→ YOUR TASK
Would you write out all the records again, exactly?

→ PROVIDED RECORDS

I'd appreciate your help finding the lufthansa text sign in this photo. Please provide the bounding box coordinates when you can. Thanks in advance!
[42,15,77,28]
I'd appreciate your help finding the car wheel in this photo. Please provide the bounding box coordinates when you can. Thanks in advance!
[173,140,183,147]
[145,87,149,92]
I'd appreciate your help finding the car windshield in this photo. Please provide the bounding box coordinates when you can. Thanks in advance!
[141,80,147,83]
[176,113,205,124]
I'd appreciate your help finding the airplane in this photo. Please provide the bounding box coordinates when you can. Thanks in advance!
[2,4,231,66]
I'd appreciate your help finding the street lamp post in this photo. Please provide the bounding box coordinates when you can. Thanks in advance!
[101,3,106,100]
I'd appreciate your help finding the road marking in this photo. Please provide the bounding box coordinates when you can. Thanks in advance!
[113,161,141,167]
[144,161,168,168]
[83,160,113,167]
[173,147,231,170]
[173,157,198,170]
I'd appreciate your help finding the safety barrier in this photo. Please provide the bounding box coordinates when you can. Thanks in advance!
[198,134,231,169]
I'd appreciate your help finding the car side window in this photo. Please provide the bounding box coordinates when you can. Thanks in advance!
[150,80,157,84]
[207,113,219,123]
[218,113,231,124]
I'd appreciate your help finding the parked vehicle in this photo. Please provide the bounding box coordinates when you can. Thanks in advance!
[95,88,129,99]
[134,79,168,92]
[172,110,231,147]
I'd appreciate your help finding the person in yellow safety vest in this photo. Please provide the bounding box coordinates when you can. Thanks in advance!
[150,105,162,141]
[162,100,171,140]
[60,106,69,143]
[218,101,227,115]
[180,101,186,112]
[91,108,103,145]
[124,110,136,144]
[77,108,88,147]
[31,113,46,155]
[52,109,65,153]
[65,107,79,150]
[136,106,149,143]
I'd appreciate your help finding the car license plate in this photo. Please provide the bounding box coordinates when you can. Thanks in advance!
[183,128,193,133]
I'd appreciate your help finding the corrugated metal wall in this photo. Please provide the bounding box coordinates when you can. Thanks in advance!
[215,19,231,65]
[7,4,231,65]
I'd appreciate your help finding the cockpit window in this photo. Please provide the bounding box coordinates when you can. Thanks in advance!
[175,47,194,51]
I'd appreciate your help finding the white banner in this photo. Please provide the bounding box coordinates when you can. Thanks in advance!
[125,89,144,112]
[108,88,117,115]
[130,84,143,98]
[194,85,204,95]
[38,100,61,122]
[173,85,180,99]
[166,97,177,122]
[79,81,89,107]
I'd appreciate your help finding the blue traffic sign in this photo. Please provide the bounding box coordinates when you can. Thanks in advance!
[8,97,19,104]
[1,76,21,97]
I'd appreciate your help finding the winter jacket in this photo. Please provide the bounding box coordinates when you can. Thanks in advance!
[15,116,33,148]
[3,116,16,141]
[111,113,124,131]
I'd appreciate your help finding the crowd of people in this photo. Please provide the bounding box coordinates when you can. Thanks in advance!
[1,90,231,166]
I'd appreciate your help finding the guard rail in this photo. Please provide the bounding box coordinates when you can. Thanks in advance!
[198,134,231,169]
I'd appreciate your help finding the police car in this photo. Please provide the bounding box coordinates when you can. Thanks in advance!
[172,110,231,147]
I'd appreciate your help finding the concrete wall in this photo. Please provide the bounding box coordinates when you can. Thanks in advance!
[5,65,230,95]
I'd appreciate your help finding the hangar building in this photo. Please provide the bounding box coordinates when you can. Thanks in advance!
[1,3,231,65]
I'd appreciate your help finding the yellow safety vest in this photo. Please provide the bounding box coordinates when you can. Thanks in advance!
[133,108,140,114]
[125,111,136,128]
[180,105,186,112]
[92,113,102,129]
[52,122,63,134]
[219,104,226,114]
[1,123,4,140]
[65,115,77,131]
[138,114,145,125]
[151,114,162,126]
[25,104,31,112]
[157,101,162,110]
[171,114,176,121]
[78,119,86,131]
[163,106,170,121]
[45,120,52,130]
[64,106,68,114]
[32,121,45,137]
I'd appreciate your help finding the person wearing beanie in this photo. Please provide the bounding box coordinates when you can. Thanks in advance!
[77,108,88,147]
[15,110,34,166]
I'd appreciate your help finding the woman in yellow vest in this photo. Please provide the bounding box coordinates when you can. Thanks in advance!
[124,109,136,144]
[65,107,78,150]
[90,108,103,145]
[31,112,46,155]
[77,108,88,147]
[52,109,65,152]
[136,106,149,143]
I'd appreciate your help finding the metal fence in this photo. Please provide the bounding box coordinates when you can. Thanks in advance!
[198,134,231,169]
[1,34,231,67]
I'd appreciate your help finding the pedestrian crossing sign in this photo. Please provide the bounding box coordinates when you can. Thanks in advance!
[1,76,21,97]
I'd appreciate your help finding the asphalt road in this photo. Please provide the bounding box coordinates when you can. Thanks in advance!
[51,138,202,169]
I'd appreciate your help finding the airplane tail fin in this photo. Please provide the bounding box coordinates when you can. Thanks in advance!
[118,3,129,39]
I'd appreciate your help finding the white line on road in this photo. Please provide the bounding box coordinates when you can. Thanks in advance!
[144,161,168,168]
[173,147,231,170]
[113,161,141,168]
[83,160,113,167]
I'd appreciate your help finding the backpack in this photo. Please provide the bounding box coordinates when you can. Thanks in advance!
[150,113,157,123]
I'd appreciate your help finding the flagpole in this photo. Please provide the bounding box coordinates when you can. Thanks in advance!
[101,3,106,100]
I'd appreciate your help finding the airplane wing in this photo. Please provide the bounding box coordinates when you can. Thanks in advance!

→ ANSWER TO THE EXERCISE
I'd appreciate your help finding the lufthansa text sign in this photo. Please provide the bounding box coordinates when you can. Thanks in advance!
[42,15,77,28]
I'd appreciate your help finding the car wheel in this photo. Please provide the bounding box coordinates when you can. Thanks in advance!
[173,140,183,147]
[145,87,149,92]
I'd appreciate your help finding the car windshield in this photo. Please provide the bounding box coordinates when you can. Thanks in advance!
[141,80,147,83]
[176,113,205,124]
I'd appreciate your help finding the airplane in this photo. Please provide the bounding box coordinates when you can. Thanks in advance!
[2,4,231,66]
I'd appreciate your help finding the street lamp post in this photo. Please provide the bounding box coordinates when you can. Thanks in advance!
[101,3,106,100]
I'd appreciate your help finding the road marking in this photo. Please provide the bounding box coordinates when you can. Thanks in advance!
[113,161,141,167]
[144,161,168,168]
[83,160,113,167]
[173,147,231,170]
[173,157,198,170]
I'd appreciate your help finding the safety barrier in this photo. Please provide the bounding box coordinates when you can. Thanks in advance!
[198,134,231,169]
I'd appreciate your help finding the car side window in this photo. Please provide the bounding box coordinates when you can. Thanks in advance!
[150,80,157,84]
[207,113,219,123]
[218,113,231,124]
I'd appreciate your help finding the parked vehicle in this photo. Please provide the bounding box coordinates when you can. Thanks in advance!
[95,88,129,99]
[134,79,168,92]
[172,110,231,147]
I'd appreciate your help finding the person in yellow safety vest in this photo. Please provide the bounding box coordinates when you can. Thanks in advance!
[150,105,162,141]
[162,100,171,140]
[60,106,69,143]
[218,101,227,115]
[180,101,186,112]
[91,108,103,145]
[124,110,136,144]
[77,108,88,147]
[31,113,46,155]
[52,109,65,153]
[65,107,79,150]
[136,106,149,143]
I'd appreciate your help finding the car license plate in this photo. Please provide the bounding box coordinates when you can. Thanks in advance!
[183,128,193,133]
I'd appreciate your help finding the corrugated metal wall in this photo. Please provide the bounding box coordinates when you can. Thanks in advance!
[215,19,231,65]
[7,4,231,65]
I'd appreciate your help finding the cockpit window in this photo. Please provide the bounding box coordinates when you can. Thanks in advance!
[175,47,194,51]
I'd appreciate your help finding the white banner in this photo. Please provide the bounding box coordinates when you can. Thanks in advance!
[125,89,144,112]
[108,88,117,115]
[130,84,143,98]
[194,85,204,95]
[38,100,61,122]
[173,85,180,99]
[166,97,177,122]
[79,81,89,107]
I'd appreciate your help finding the blue traffic sign in this photo. Please provide the bounding box coordinates when you can. Thanks in advance!
[8,97,19,104]
[1,76,21,97]
I'd appreciate your help finding the winter jacket in this photo. Please provide the bounding box coordinates when you can. Thanks in advance!
[15,116,33,148]
[3,116,16,141]
[111,113,124,131]
I'd appreciate your help finding the crowd of people in this photo. Please provide the bounding box coordinates when you can. Thanks in advance!
[1,90,231,166]
I'd appreciate your help finding the guard rail in this photo. Please provide the bounding box coordinates when you can. Thanks in advance!
[198,134,231,169]
I'd appreciate your help finding the police car in this photo. Please provide the bounding box coordinates when you can. Thanks in advance!
[172,110,231,147]
I'd appreciate your help finding the concrete wall in this photo. Please provide the bounding box coordinates when you can. Thanks in advance!
[5,65,230,95]
I'd appreciate your help finding the hangar building in this photo. Please provide the bounding box coordinates when you can. Thanks in advance!
[1,3,231,65]
I'd appreciate your help finding the yellow safety vest in this photo. Please provide the bounding box coordinates when you can. Thanks in advance!
[133,108,140,114]
[125,111,136,128]
[180,105,186,112]
[92,113,102,129]
[52,122,63,134]
[219,104,226,114]
[1,123,4,140]
[65,115,77,131]
[138,114,145,125]
[151,114,162,126]
[25,104,31,112]
[157,101,162,110]
[171,114,176,121]
[78,119,86,131]
[163,106,170,121]
[45,120,52,130]
[64,106,68,114]
[32,121,45,137]
I'd appreciate your help finding the person wearing beanie in this photo. Please provide the bounding box coordinates when you can. Thanks in advance!
[77,108,88,147]
[15,110,34,166]
I'd appreciate your help finding the woman in yellow vest in this photo. Please provide the bounding box coordinates when you can. Thanks in advance!
[124,109,136,144]
[65,107,78,150]
[90,108,103,145]
[31,112,46,155]
[77,108,88,147]
[52,109,65,152]
[136,106,149,143]
I'd appreciate your help finding the metal fence in this photo. Please provide the bounding box coordinates when you can. Thanks in advance!
[198,134,231,169]
[1,34,231,67]
I'd appreciate your help finding the pedestrian crossing sign in this photo. Please provide the bounding box coordinates when you can. Thanks in advance!
[1,76,21,97]
I'd appreciate your help finding the asphalt road in this photo. Please provide the bounding box coordinates when you can. Thanks in advance!
[51,138,202,169]
I'd appreciate your help finding the airplane tail fin in this photo. Please provide the bounding box coordinates when you can. Thanks in advance!
[118,3,129,39]
I'd appreciate your help finding the white line on road in this photo. Please provide the bounding box coordinates when you can. Thanks in advance!
[144,161,168,168]
[173,147,231,170]
[113,161,141,168]
[83,160,113,167]
I'd appreciate your help finding the backpack in this photo. Please provide the bounding box coordinates when you can. Thanks in advance!
[150,113,157,123]
I'd appreciate your help finding the flagpole in this photo. Please provide the bounding box coordinates when you can. Thanks in advance!
[101,3,106,100]
I'd appreciate your help finding the airplane wing in this photo. Please provide the bounding box coordinates when you can. Thanks in advance!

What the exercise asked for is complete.